*Aim of the task*. Your answer is to be every line of the material that includes the string "image".

*The input*.
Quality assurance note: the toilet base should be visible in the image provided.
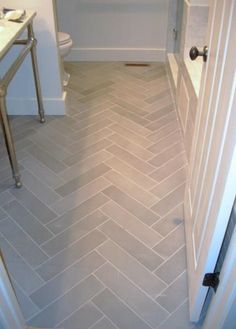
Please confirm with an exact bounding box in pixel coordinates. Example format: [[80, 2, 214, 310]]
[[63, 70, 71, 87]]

--

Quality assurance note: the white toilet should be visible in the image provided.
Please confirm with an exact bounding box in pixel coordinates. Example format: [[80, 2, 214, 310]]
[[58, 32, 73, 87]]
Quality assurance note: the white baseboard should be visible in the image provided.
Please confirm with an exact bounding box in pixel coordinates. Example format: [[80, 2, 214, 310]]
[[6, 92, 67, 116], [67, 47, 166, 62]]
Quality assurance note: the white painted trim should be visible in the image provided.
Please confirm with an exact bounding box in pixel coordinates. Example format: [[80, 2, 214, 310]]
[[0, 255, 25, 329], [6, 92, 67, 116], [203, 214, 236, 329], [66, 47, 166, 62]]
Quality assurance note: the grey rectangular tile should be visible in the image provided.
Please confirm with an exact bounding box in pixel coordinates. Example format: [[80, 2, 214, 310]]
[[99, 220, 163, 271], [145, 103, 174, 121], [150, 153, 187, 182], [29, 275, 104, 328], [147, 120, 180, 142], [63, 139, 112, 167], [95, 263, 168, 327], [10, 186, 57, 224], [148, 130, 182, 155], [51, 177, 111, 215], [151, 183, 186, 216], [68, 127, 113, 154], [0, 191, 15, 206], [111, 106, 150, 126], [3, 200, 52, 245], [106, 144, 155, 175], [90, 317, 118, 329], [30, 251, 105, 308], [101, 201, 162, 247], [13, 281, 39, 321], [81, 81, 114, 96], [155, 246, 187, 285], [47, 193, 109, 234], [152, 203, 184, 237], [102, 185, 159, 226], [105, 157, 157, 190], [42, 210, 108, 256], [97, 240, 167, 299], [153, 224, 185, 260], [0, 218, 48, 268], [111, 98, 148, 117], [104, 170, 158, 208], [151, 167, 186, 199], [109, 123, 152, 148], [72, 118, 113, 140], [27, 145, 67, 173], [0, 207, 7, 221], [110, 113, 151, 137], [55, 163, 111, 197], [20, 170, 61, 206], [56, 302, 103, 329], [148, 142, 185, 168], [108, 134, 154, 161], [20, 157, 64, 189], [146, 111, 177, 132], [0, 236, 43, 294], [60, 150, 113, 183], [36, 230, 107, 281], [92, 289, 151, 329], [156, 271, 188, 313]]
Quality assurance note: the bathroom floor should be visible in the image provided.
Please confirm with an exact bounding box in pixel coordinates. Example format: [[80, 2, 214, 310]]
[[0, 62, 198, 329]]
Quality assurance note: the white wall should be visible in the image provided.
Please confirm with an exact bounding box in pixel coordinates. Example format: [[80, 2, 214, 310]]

*Solved problem*.
Quality assurance note: the toilet base should be visible in the image provided.
Quality assurance note: the white toilet should be visible in the image provided.
Quality assurance note: the white baseboard should be visible in the image provided.
Quality assurance note: the white painted trim should be visible in the image provided.
Quality assurance note: the grey rectangular tile should be visible in the image provided.
Quality assurance note: the bathroom floor should be visible in the image provided.
Quality assurance note: the white wall should be visible in the image provided.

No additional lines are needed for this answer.